Source records:
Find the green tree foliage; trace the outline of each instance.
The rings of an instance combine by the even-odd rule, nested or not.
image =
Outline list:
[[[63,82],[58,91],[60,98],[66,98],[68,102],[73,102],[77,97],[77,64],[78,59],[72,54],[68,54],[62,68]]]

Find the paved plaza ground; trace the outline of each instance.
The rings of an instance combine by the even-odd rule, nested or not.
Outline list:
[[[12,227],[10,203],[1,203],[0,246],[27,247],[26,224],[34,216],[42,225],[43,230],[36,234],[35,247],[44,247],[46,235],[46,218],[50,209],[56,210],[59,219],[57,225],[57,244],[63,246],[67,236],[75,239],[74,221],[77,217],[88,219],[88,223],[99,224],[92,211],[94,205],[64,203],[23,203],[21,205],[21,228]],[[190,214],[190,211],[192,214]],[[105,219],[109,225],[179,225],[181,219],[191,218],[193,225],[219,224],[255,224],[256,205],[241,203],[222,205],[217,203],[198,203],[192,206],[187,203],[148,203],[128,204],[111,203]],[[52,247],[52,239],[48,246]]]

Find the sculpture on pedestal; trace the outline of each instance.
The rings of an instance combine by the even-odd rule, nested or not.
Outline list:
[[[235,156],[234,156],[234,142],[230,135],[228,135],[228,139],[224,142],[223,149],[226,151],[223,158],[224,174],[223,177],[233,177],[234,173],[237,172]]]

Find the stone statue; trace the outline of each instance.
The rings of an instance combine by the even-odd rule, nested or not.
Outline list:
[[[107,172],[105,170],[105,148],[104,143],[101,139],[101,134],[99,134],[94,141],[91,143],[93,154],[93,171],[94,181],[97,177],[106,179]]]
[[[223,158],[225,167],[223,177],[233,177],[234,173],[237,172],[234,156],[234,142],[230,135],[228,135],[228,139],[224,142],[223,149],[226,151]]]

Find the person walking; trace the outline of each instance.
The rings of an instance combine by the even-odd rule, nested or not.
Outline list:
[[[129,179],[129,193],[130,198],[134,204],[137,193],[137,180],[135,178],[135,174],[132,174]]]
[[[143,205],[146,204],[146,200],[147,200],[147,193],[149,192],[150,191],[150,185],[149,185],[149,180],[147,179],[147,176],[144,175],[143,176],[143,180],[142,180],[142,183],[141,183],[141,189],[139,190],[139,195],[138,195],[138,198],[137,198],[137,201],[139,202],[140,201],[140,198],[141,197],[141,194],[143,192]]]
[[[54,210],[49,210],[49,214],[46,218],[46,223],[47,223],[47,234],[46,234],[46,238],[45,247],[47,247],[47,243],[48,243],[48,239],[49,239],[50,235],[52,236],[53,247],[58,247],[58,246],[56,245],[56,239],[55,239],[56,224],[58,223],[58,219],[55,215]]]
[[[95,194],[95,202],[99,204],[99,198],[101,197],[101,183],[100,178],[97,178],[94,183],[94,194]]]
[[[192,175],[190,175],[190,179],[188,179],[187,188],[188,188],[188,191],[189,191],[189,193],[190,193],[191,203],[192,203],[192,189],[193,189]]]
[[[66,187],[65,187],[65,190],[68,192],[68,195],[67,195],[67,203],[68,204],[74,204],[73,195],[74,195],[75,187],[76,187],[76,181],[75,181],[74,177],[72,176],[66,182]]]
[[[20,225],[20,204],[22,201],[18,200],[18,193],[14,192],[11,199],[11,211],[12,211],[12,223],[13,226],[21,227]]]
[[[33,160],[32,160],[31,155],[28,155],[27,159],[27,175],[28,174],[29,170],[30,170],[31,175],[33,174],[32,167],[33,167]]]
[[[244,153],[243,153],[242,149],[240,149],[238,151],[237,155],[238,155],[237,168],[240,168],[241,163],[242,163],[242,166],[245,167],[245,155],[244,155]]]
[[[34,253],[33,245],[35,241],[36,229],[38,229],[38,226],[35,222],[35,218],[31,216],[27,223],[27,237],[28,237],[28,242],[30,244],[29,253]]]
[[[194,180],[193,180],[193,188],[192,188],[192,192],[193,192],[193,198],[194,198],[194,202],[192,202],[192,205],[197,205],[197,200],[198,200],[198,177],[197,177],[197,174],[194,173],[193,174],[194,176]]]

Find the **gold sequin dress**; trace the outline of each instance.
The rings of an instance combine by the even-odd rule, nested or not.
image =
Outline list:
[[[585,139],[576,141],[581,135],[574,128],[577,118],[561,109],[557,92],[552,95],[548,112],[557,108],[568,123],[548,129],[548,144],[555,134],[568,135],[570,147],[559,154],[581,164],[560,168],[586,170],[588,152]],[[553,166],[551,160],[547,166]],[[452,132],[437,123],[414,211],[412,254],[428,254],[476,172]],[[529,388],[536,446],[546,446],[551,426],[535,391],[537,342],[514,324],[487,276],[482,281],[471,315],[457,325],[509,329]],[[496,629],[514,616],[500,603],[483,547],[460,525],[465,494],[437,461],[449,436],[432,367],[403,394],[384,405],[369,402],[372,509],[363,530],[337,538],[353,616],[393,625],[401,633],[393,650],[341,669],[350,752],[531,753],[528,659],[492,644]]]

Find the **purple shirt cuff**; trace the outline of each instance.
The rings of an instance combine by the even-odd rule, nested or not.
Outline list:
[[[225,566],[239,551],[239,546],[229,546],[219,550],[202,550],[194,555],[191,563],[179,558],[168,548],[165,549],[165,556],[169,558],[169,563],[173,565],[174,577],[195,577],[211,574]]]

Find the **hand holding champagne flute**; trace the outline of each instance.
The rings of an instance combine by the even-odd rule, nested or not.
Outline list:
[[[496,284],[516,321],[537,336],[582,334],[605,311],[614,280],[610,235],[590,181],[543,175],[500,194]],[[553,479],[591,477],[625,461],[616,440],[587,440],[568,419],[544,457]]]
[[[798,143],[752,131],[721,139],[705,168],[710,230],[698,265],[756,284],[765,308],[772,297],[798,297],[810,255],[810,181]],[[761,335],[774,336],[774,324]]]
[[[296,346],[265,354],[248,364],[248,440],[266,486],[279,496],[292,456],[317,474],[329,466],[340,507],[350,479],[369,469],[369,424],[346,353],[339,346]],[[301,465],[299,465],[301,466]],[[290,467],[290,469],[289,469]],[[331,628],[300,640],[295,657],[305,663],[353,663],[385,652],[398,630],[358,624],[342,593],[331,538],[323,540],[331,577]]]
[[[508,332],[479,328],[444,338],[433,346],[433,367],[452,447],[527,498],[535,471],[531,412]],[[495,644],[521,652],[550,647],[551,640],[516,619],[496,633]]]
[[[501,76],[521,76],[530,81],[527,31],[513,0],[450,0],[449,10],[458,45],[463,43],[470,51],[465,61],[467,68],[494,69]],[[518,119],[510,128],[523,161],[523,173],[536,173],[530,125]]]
...
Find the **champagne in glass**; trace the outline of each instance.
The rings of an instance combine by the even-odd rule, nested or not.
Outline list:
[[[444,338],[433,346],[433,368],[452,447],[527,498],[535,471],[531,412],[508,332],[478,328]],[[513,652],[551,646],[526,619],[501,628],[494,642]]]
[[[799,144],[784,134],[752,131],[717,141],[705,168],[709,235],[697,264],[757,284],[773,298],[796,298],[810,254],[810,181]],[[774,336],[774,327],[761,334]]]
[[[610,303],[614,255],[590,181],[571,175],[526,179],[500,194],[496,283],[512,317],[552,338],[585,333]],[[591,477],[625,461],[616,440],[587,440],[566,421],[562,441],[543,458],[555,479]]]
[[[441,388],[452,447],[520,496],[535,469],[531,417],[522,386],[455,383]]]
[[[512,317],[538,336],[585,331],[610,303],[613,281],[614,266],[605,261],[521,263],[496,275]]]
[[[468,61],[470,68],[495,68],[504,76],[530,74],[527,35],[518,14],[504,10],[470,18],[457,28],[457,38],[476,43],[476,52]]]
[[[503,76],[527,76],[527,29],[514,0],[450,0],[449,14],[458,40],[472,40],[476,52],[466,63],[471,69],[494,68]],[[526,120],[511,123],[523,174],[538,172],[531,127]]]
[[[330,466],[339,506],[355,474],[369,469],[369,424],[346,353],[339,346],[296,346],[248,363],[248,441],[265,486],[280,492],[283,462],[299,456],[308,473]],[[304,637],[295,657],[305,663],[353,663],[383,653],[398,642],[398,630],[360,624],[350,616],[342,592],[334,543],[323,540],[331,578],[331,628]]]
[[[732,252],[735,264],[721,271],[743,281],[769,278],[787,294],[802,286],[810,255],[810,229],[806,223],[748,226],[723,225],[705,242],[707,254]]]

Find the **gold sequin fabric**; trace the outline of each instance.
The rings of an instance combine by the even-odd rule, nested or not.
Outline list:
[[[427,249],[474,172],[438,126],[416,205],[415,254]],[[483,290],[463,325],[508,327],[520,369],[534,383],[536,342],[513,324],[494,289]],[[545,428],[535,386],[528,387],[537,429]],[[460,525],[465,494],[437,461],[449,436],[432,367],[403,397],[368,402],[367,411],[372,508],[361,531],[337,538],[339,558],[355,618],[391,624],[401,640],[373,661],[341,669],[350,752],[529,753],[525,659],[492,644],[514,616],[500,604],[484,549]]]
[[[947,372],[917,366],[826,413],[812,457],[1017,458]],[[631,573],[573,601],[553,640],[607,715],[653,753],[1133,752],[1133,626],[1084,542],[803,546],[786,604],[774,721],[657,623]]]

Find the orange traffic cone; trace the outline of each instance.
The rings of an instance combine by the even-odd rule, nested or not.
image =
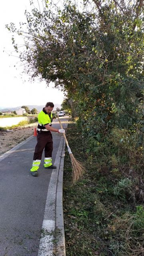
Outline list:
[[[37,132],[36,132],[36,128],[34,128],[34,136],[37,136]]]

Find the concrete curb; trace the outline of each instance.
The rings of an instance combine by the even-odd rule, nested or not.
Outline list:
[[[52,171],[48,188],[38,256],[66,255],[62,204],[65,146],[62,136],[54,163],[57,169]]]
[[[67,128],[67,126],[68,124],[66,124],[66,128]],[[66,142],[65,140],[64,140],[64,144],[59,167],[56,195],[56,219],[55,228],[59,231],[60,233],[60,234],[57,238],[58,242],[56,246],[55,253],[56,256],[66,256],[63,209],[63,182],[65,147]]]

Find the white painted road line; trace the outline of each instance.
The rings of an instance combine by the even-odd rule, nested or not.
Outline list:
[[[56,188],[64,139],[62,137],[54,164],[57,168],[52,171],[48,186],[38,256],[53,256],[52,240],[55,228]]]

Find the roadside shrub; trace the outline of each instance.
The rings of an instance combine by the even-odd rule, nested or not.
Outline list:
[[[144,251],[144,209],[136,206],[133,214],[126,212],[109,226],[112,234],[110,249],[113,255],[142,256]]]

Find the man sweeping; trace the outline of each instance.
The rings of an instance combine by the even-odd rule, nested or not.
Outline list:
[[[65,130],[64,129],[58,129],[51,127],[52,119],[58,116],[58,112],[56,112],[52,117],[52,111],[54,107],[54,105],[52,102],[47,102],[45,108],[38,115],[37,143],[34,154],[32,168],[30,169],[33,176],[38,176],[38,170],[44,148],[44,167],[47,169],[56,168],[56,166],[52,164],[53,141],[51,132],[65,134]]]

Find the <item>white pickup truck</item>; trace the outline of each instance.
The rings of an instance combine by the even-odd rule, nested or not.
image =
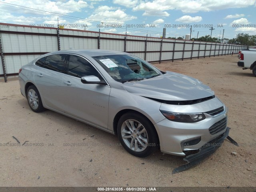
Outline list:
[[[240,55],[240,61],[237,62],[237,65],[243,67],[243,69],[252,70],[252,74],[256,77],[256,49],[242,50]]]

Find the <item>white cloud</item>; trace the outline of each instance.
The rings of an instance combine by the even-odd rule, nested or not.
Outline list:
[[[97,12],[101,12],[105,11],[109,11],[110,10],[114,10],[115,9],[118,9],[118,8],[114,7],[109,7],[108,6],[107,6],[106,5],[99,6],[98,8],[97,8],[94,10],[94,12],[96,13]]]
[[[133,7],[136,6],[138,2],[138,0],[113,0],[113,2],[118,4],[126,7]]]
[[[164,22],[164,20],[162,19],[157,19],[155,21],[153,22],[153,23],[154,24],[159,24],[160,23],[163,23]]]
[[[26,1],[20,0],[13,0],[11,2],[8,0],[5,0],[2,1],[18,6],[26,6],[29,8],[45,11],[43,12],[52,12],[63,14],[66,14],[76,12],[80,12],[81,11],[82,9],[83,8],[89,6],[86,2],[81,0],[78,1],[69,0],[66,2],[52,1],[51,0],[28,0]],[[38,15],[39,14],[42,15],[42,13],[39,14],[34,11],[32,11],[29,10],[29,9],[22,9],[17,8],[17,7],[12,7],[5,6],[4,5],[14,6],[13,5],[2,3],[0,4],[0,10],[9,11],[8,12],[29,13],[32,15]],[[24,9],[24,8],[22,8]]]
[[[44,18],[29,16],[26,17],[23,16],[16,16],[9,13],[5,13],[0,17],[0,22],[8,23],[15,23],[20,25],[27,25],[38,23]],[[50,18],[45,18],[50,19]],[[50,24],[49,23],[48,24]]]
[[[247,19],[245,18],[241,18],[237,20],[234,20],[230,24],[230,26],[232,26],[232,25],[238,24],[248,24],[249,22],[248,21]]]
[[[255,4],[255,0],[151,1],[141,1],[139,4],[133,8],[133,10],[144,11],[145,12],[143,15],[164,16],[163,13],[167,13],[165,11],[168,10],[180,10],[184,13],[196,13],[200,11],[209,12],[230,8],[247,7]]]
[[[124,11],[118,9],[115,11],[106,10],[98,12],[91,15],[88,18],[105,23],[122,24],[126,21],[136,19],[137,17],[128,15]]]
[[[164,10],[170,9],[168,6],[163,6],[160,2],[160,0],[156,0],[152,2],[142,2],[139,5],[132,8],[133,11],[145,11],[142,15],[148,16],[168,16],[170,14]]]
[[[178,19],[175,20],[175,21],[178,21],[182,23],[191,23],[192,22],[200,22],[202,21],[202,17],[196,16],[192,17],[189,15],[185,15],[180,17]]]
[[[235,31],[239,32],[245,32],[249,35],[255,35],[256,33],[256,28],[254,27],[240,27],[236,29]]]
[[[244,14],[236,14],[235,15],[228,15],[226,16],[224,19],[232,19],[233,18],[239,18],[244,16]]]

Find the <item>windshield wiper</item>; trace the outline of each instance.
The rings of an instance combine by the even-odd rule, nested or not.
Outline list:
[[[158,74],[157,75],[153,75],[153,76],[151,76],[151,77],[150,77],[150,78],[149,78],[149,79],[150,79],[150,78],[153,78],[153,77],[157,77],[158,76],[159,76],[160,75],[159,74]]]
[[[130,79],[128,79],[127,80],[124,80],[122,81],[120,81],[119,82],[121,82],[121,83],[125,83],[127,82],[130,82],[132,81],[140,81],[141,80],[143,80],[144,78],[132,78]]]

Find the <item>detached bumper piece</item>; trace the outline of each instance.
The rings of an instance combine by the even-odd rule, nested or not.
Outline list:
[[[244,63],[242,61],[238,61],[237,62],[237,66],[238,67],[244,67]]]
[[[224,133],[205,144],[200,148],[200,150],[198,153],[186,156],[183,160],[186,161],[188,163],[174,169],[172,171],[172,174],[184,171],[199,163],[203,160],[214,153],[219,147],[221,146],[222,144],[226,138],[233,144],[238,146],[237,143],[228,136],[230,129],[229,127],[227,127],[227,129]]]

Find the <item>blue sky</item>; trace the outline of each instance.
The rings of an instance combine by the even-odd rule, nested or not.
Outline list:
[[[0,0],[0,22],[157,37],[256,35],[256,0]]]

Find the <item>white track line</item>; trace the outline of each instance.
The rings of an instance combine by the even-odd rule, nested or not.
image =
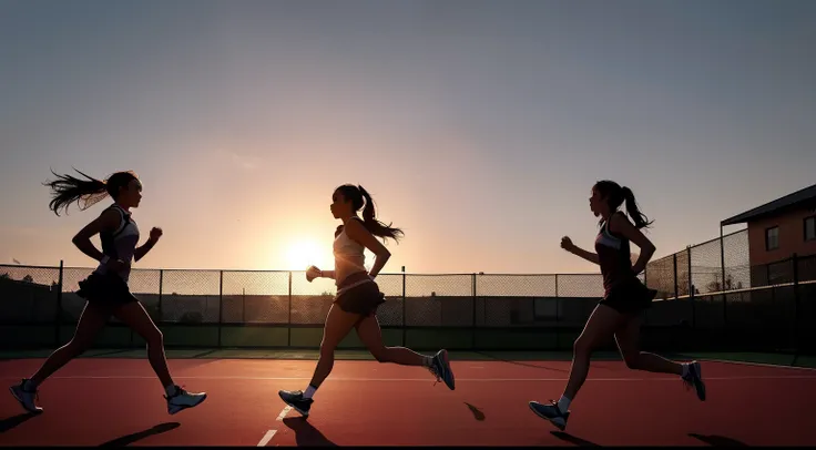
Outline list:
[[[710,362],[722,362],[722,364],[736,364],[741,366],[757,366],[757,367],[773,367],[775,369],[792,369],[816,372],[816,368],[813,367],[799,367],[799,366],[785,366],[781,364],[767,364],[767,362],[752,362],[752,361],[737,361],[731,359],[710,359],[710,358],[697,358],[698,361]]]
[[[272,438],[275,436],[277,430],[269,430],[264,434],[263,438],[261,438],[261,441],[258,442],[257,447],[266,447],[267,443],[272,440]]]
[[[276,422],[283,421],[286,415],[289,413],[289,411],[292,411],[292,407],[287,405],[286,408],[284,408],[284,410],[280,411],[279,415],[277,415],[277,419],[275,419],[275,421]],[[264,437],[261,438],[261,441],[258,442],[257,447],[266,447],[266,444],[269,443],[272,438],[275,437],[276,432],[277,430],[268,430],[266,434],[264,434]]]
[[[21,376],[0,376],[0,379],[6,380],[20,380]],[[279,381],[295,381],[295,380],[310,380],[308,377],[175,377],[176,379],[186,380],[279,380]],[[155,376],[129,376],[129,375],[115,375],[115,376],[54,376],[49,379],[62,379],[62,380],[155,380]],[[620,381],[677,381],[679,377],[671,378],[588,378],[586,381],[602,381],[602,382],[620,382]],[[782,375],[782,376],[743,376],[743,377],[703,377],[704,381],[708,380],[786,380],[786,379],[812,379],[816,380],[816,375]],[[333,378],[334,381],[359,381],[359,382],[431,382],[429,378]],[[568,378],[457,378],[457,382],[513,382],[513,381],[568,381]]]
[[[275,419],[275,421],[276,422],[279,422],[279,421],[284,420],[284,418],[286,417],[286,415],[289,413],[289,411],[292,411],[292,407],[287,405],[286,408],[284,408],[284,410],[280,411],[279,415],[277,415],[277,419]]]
--
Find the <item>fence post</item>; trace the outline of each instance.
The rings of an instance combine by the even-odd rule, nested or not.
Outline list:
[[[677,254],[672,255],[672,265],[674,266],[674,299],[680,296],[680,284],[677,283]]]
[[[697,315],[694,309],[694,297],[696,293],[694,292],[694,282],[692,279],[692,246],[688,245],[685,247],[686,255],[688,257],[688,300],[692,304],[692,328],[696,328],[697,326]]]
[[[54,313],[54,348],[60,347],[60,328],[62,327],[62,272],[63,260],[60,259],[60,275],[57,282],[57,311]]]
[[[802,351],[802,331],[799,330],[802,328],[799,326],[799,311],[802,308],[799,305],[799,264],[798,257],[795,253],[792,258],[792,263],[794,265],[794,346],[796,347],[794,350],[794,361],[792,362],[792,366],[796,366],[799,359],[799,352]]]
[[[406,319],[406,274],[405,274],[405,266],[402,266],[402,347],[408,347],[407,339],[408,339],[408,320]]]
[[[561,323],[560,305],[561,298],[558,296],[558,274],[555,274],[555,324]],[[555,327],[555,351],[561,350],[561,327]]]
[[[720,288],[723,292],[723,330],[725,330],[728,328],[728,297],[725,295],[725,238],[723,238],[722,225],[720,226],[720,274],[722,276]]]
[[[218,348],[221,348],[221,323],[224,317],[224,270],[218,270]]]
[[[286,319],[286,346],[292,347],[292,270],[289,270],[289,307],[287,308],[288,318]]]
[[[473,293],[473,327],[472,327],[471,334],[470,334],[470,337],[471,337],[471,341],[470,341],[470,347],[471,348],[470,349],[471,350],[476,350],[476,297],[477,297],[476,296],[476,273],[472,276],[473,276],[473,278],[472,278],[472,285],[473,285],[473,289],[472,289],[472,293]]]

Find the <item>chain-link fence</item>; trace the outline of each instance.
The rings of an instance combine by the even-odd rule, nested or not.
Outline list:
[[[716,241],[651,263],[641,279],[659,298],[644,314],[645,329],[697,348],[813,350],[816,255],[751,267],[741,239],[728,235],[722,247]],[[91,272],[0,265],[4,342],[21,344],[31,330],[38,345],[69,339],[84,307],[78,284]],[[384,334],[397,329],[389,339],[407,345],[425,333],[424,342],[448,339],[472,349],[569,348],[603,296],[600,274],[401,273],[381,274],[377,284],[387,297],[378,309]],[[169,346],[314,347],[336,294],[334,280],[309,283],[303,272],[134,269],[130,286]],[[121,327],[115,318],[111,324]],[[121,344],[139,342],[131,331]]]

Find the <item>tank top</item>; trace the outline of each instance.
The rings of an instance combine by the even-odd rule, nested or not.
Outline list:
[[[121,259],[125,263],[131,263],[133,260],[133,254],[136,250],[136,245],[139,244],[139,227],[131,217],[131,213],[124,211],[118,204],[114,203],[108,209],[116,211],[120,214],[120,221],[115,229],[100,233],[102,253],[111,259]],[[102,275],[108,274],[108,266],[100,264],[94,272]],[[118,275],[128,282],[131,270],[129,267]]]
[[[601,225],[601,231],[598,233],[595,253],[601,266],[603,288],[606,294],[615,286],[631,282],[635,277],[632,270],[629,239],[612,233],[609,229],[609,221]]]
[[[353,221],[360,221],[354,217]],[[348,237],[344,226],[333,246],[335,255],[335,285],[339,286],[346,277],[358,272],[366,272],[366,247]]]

_EXERCISE DIRECTIONS_
Return every line from the records above that contains the word "fence".

_TASK ANSWER_
Find the <item>fence post</item>; trace the outline of each instance.
Find the <item>chain-link fence</item>; trace the outline of each instance.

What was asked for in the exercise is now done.